[Stored data entries]
------------------------------

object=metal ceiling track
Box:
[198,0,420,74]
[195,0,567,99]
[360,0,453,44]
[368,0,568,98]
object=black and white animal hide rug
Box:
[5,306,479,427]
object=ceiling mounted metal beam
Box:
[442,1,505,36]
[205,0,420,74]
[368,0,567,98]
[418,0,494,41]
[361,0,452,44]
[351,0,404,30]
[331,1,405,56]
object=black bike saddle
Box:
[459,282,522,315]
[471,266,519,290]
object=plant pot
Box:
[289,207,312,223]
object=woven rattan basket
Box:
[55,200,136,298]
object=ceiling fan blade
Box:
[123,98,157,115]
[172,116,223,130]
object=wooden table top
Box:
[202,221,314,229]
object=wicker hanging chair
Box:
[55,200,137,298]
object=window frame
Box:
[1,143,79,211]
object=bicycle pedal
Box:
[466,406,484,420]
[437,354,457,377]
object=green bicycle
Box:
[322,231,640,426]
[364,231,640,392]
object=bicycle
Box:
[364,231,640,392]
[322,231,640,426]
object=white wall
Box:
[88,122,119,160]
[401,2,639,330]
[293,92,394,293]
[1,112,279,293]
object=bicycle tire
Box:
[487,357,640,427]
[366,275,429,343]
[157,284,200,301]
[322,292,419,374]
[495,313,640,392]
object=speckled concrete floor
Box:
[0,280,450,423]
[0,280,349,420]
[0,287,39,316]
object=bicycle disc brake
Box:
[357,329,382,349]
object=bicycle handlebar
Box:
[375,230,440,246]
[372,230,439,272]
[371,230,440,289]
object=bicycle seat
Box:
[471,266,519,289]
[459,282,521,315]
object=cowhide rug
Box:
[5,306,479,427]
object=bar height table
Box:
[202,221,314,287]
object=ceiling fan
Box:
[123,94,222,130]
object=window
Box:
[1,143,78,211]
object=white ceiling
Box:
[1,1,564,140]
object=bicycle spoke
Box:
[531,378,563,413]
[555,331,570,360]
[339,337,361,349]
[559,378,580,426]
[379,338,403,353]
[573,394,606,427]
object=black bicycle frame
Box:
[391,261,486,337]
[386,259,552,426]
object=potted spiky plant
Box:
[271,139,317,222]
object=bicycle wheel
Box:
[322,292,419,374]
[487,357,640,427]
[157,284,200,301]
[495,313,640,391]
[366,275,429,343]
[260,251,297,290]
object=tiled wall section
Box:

------------------------------

Task details
Look through the data above. Find each line with the string "ceiling" and copy it.

Output for this task
object=metal ceiling track
object=ceiling mounted metal beam
object=ceiling fan blade
object=ceiling fan
object=white ceiling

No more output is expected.